Belge Metni:
..............................

Mesele Attilâ İlhan’ı anmak değil, Mesele Attilâ İlhan’ı anlamak

featured

Kaan Eminoğlu yazdı…

Üst yapısal bir kurum olarak var olan edebiyat, gerek varoluşu gerek de varoluşunu sürdürme çabaları doğrultusunda hareket ettiği süreçte, birçok yönüyle, politika ile iç içe geçmiştir. Ancak bu iç içelik bazen birbirini iten zıtlık bazen de birbirini çeken bir mıknatıslık işlevi görmektedir. Pek tabii bu durumda sanatın yaratım ortamı, sanatçının kültür dairesi, bilgi ve birikimi gibi etkenler de devreye girmektedir. Bu etkenler arasında en belirleyici olanlardan biri de hayatı kuşatan ve belirleyen politik şartlardır.

..............................

Görevler:
[1] Attilâ İlhan yazısından "Kaan Eminoğlu yazdı…" ile "belirleyen politik şartlardır." arasındaki bölümü, iki uç da dahil olmak üzere, hiçbir değişiklik yapmadan çıktı olarak ver.
[2] Attilâ İlhan yazısında, edebiyat ile politika arasındaki iç içeliğin hangi iki işlevi gördüğü belirtilmektedir?

Kayıtlı Bilgiler:

..............................

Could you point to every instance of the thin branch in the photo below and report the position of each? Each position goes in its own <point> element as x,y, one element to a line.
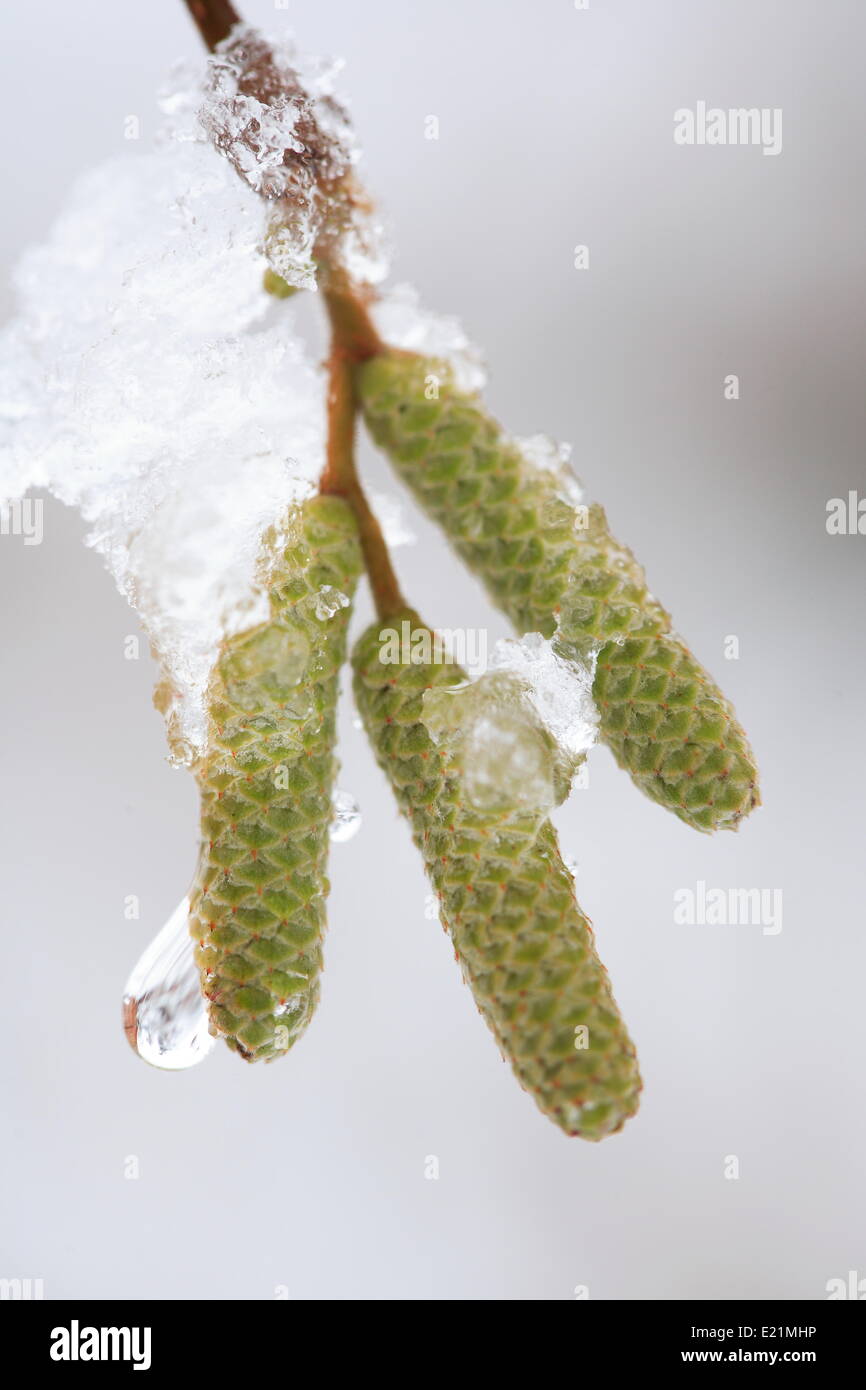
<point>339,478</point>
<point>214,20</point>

..............................

Görev Yanıtları:
[1]
Kaan Eminoğlu yazdı…

Üst yapısal bir kurum olarak var olan edebiyat, gerek varoluşu gerek de varoluşunu sürdürme çabaları doğrultusunda hareket ettiği süreçte, birçok yönüyle, politika ile iç içe geçmiştir. Ancak bu iç içelik bazen birbirini iten zıtlık bazen de birbirini çeken bir mıknatıslık işlevi görmektedir. Pek tabii bu durumda sanatın yaratım ortamı, sanatçının kültür dairesi, bilgi ve birikimi gibi etkenler de devreye girmektedir. Bu etkenler arasında en belirleyici olanlardan biri de hayatı kuşatan ve belirleyen politik şartlardır.

[2] Bu iç içelik bazen birbirini iten bir zıtlık, bazen de birbirini çeken bir mıknatıslık işlevi görmektedir.